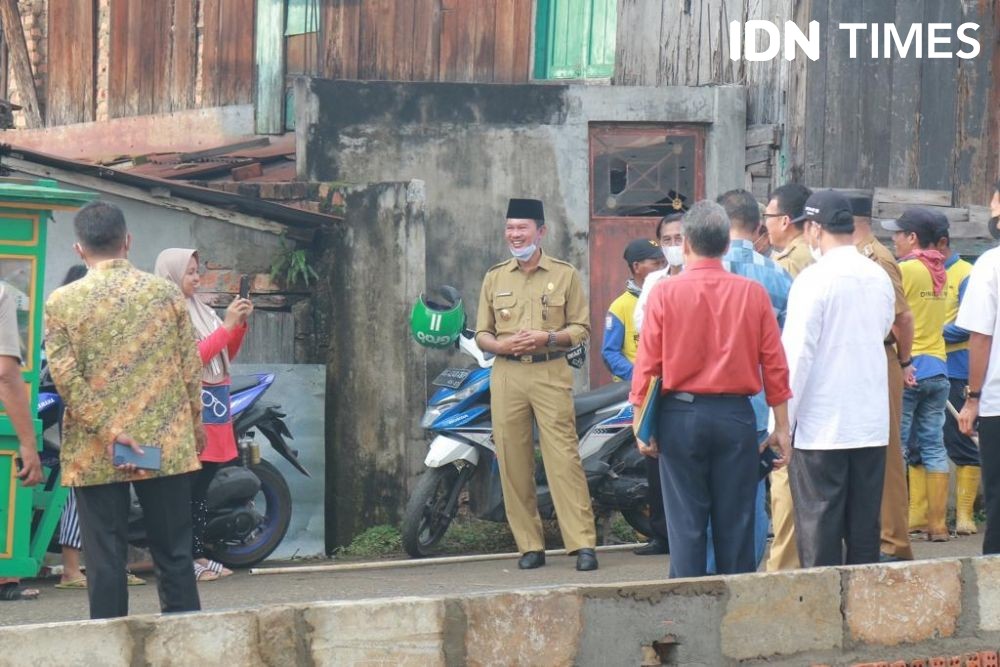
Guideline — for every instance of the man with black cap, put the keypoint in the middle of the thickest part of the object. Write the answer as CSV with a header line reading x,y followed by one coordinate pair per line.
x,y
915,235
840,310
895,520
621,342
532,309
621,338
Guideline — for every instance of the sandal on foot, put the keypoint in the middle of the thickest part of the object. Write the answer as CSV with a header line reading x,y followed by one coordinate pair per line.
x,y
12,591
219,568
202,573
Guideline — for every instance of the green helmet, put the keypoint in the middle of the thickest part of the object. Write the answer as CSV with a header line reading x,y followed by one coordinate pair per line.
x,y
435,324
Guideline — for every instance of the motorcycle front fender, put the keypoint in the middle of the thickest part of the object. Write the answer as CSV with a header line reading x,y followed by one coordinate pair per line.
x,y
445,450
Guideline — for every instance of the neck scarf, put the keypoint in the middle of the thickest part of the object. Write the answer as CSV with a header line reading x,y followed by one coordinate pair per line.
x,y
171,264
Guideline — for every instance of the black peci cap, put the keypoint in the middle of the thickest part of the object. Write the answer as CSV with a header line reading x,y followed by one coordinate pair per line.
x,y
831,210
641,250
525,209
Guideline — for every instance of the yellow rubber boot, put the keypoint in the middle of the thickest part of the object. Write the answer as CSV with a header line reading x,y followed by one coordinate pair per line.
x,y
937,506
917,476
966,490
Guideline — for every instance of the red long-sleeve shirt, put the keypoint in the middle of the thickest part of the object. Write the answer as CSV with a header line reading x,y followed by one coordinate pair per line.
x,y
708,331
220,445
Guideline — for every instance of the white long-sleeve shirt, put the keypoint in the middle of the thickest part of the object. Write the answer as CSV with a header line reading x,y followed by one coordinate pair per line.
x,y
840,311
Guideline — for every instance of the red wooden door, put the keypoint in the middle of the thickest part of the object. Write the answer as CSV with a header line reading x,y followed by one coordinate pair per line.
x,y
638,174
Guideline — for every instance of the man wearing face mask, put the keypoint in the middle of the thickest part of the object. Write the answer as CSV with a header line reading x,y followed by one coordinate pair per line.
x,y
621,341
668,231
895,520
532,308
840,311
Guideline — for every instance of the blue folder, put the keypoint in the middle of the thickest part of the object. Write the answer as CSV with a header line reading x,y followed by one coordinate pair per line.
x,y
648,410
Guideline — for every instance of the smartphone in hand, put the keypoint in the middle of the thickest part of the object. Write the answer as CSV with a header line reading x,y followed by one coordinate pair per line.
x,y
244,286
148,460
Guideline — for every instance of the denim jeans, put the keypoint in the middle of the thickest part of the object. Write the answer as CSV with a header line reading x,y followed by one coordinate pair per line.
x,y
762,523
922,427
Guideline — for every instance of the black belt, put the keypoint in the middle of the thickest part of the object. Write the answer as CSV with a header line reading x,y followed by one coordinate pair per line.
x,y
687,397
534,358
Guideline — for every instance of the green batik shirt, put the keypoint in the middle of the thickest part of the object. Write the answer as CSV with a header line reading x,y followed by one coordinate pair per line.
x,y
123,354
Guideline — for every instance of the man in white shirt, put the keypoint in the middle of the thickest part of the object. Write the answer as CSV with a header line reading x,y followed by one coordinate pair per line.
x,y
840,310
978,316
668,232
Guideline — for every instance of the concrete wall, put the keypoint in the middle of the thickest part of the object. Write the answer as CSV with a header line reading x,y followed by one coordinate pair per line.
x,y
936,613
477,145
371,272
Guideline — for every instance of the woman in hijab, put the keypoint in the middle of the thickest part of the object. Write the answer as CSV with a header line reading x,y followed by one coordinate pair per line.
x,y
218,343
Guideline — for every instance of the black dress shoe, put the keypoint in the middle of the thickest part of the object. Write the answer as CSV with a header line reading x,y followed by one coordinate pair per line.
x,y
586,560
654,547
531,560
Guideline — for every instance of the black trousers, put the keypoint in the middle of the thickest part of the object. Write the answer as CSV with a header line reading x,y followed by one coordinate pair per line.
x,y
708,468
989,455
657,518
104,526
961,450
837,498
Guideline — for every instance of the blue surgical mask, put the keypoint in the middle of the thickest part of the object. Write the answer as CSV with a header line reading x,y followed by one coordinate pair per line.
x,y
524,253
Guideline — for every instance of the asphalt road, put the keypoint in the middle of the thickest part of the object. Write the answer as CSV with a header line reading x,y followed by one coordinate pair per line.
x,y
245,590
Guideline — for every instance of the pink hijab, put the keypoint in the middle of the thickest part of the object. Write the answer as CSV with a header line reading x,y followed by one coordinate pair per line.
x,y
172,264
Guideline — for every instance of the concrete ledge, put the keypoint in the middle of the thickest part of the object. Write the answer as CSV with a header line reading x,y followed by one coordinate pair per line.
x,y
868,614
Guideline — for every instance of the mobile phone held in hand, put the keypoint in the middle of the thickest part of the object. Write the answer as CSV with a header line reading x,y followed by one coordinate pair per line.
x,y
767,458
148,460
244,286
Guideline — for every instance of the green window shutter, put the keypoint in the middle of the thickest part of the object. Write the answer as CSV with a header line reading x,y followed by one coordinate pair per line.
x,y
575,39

● **Activity**
Skip the pictures and print each record exactly as it stands.

● **Result**
Guideline — for every instance of the man with black cap, put the keypoint in the middle of the thickest part of the object. Write the answer as CSV with a header line reading x,y followed by one coordinate pair per line.
x,y
915,235
840,310
895,520
621,342
532,309
621,338
Guideline — for every instance of the sandal on foot, put the keypoint in the middle of the thickest part of the object. Write the answer as CSV with a header line reading x,y followed by one coordinate pair per line.
x,y
12,591
219,568
202,573
Guideline — for every instance of the green helmet, put the keypoint in the middle of the thickest part of the object. Write the answer as CSV with a header line reading x,y followed by one coordinate pair per line.
x,y
435,324
Guideline — for every instance of the motorcycle front fender, put the keypoint in the middle of the thickest part of the object. Write the answer as CSV with a header line reading x,y followed by one coordinate pair per line.
x,y
445,450
Guideline — for every instance of the neck scarf, put the keypoint in the middle of the thickest part of the object. Write the answer as CSV with a header line reading x,y followed by one coordinate pair per line.
x,y
171,264
Guideline — for every instance of the black peci cap, put the keypoint in the middle of the thickest part of the object. Write the answer as CSV with a header line reading x,y followed by one coordinate pair per line.
x,y
831,210
641,250
525,209
Guideline — for every instance of the yellow rubber boot, put the keypoint in the middle of the thickest part of the object. Write the answer as CSV with a header line reading x,y followed by one coordinate pair per line.
x,y
937,506
917,476
966,490
Guideline — for every instance of the red long-sleeve shirt, put the keypoint in the middle of the thickest part of the object. Write the answer as CSV with a header line reading x,y followed by one coordinate pair per line.
x,y
708,331
220,445
Guideline — for every instance of the white long-sleeve shirt, put the keypoint in the middle of the thickest part of the object. Write the answer as CSV with a header line reading x,y followed by one coordinate pair per line.
x,y
840,311
Guideline — for every instance of the red wooden door, put the keypoint in the middle of the thickest part of the object. Write the answer as CSV with a header line reading x,y followed by one coordinate pair per line.
x,y
638,174
Guideline — for every instance of the man wearing face mask, put the keypoint in the middle of the thickest part of the object. Write the answer as CSV with a header line reading x,y followed by one coordinate pair per line.
x,y
621,341
668,231
895,520
532,308
840,311
Guideline — for every instance of the blue folder, put the keypoint in the middle of the thickest part of the object. Write the answer as CSV with a header line reading x,y followed by one coordinate pair per line.
x,y
648,410
Guideline — for every instance of the smartphone in hand, put the keypoint in the middle of the thickest part of the object. Write the answer as CSV with a header line reading x,y followed by one coordinate pair per line.
x,y
244,286
148,460
Guideline — for every instance of the denim jeans, put the keypoint in the middle of the thickest part of the object. Write the answer as CSV with a header line reading x,y followed by one coordinate pair per line.
x,y
762,523
922,427
Guideline — for every instance of the black belt, put the keypoint in the middle of the thickest part of the object. Write the answer as CSV with a header line reading x,y followed by one coordinate pair per line.
x,y
687,397
534,358
Guideline — for every instance of the green batik shirt, put the keypoint in the middle of the thickest part of the object. Write the answer as CSV with a header line reading x,y followed by one coordinate pair per line.
x,y
123,354
Guideline — for every instance of the man in white shirt, put the keypoint in the middle of the thickest part of the object. Write the answer as CSV with a header line reading x,y followed by one coordinate pair per line.
x,y
840,310
978,316
668,232
Guideline — for every instance of the concrete wall, put the keypoint in the middle of the thickest part of the object. Write the answer as CSV with a header line reading x,y followed by one coordinate pair per line.
x,y
936,613
477,145
371,272
Guideline — for every instance of the woman in hijab, put the keypoint in the middle of the thickest part of the object. Write the answer as CSV with a header line reading x,y followed by one coordinate pair per line.
x,y
218,343
Guideline — for every instance of the black dress shoe, put the keypoint in the middle of the thickest part of the object. Write the answer as CSV with a header line reading x,y followed by one coordinate pair per line.
x,y
586,560
654,547
531,560
Guideline — for every instance of the black trousers, put the keypoint in the middle of the thickest part of the object. Write the answer as CSV with a header line reading x,y followed by one coordinate pair per line.
x,y
708,468
989,455
657,518
104,526
961,450
837,498
Guideline — for every instance of the blue surgical mask, put the keypoint in the middle of the thickest part of the object. Write the answer as CSV with a header line reading x,y followed by one coordinate pair per line.
x,y
524,253
Guideline — for every instance of the asphalt road, put the keypoint in the middle of the thickest part of the object. Write the answer as CSV with a header line reading x,y followed by one coordinate pair per line.
x,y
245,590
Guideline — for every instance of the pink hijab, put the keypoint in the middle of the thickest part of the object. Write the answer as CSV with a header line reading x,y followed by one coordinate pair per line.
x,y
172,264
Guideline — for every instance of the concrete ledge, put the keypoint in the middle of the thickest part of the object. Write the answer as CSV with a header line reading x,y followed by one coordinate pair per line.
x,y
868,614
Guideline — for every instance of the mobile phone held in hand, put the keypoint in the middle of the thickest part of the object. Write the answer as CSV with a header line reading x,y followed by one coordinate pair per line.
x,y
767,458
148,460
244,286
Guideline — for every instance of the green window shutter, put the keypoint in the middle of the thickest part of the object. Write the answer as CSV with a header line reading x,y followed by one coordinate pair per line.
x,y
575,39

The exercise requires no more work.